*** Opening MATERIAL FOR THIS TASK ***

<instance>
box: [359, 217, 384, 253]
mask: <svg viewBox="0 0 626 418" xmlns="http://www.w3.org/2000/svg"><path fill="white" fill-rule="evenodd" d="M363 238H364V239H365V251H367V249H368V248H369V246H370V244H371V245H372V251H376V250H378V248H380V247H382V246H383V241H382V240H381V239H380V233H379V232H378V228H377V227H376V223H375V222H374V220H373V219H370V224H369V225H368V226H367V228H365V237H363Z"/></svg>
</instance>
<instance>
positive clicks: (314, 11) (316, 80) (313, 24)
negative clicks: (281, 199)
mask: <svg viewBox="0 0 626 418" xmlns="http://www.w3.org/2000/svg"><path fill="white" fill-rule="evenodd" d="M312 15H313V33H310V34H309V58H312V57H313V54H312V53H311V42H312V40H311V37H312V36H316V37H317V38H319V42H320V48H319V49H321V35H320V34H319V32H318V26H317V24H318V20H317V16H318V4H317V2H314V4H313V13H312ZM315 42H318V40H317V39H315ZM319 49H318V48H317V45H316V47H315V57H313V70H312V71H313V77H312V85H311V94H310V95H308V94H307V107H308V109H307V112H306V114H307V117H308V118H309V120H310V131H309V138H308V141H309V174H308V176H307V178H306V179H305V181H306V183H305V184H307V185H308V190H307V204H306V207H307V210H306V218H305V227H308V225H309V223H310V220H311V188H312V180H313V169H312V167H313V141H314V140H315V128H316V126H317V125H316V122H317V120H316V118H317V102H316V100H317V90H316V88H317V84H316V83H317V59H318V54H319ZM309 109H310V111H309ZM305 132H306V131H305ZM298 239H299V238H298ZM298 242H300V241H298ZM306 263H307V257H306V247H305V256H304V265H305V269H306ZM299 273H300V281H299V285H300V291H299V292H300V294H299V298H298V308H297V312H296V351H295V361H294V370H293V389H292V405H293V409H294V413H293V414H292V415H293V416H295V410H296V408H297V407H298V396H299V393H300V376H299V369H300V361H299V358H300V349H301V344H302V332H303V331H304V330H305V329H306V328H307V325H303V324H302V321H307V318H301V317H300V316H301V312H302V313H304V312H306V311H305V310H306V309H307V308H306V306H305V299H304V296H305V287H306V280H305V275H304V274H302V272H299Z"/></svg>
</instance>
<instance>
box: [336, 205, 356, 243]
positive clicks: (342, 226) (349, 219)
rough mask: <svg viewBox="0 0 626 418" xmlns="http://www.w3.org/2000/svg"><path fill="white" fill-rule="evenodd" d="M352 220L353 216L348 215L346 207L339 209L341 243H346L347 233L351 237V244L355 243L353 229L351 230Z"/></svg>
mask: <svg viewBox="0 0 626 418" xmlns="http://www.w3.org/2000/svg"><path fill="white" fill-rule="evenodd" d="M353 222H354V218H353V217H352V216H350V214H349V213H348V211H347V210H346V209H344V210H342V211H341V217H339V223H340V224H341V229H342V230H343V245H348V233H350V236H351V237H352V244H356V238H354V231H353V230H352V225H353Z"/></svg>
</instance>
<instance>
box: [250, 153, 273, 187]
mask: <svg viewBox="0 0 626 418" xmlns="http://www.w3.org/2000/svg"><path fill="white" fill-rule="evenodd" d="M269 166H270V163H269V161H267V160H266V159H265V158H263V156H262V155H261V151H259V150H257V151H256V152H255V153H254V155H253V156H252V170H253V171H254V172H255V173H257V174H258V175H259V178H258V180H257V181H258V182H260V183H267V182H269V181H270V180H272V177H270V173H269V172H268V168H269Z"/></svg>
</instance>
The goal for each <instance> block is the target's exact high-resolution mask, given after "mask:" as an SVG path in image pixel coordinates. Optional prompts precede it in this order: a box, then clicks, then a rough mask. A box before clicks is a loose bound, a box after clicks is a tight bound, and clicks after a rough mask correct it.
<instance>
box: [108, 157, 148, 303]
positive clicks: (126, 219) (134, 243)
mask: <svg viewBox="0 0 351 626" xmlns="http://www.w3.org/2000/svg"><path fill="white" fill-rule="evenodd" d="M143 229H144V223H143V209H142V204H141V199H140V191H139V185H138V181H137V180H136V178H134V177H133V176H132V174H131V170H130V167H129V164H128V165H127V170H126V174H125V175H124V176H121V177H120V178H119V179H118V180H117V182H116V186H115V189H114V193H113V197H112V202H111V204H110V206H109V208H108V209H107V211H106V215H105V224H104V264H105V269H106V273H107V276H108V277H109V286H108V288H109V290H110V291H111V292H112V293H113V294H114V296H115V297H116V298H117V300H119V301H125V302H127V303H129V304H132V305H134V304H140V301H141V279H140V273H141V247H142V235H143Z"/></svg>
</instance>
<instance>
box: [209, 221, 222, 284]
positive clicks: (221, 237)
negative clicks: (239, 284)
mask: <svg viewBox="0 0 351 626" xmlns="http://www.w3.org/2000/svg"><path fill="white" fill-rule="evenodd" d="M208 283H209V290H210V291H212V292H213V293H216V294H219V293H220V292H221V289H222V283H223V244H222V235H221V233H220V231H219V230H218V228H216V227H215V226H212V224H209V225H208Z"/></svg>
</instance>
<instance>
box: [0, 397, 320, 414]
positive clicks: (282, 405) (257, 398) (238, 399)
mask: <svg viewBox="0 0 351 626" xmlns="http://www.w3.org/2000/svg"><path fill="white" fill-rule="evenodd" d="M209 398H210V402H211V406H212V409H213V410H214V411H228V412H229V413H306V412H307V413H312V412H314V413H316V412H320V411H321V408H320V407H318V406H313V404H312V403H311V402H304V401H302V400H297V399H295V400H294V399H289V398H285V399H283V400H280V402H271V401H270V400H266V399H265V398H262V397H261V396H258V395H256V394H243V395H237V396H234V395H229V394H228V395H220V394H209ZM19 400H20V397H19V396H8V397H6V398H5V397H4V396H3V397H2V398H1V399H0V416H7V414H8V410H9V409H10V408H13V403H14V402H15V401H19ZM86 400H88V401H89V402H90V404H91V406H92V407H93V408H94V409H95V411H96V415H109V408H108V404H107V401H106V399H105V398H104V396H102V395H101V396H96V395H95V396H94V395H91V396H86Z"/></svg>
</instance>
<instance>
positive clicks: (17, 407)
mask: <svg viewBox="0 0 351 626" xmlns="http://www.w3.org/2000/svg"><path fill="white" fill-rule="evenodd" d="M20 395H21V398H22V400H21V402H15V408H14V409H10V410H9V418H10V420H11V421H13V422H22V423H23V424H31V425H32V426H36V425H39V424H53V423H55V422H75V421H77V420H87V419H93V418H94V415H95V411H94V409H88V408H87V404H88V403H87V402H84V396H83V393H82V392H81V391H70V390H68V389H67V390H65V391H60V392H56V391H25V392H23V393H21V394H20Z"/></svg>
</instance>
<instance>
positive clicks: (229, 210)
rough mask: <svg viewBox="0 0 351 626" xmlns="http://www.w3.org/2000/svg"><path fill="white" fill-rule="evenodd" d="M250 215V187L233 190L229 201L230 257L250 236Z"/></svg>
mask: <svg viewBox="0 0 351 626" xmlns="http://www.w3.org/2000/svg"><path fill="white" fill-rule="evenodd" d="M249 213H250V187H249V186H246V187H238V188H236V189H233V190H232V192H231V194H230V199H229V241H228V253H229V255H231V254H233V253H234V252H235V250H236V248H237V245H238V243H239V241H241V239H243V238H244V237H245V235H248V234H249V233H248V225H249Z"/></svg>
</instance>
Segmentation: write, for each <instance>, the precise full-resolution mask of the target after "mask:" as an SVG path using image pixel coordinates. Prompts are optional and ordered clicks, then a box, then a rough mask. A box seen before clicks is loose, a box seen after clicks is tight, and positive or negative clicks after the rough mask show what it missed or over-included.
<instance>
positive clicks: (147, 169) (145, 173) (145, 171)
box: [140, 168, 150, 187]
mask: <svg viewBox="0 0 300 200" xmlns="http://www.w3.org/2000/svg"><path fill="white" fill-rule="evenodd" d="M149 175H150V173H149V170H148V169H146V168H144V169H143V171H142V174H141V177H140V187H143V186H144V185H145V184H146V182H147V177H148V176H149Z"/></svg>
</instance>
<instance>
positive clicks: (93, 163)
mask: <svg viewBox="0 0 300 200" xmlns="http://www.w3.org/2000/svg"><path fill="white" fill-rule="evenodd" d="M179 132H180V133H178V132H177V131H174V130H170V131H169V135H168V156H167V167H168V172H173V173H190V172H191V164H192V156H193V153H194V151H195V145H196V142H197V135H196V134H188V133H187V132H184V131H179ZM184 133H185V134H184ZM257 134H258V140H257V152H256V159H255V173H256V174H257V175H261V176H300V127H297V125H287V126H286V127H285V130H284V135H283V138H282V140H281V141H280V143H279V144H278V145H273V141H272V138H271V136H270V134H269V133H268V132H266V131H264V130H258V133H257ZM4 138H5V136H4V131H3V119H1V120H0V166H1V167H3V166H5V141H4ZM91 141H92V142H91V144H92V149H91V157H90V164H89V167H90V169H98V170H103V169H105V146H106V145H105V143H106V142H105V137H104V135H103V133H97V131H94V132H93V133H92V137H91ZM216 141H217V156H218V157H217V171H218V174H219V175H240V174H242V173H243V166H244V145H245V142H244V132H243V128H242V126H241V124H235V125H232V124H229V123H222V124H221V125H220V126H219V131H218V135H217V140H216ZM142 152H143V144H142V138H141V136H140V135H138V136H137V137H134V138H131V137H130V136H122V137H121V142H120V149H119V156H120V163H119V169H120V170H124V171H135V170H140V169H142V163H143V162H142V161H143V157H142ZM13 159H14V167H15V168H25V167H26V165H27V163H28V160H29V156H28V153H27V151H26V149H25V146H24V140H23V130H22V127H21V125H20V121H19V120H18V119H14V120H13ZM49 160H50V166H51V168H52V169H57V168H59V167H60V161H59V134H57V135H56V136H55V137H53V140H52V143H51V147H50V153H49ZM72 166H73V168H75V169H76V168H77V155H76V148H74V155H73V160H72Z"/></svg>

*** Closing MATERIAL FOR THIS TASK ***

◆ YOUR INSTRUCTIONS: Based on the entries above, please count how many lines contain the string "then", and reply with the figure only.

◆ RESPONSE FOR THIS EXERCISE: 2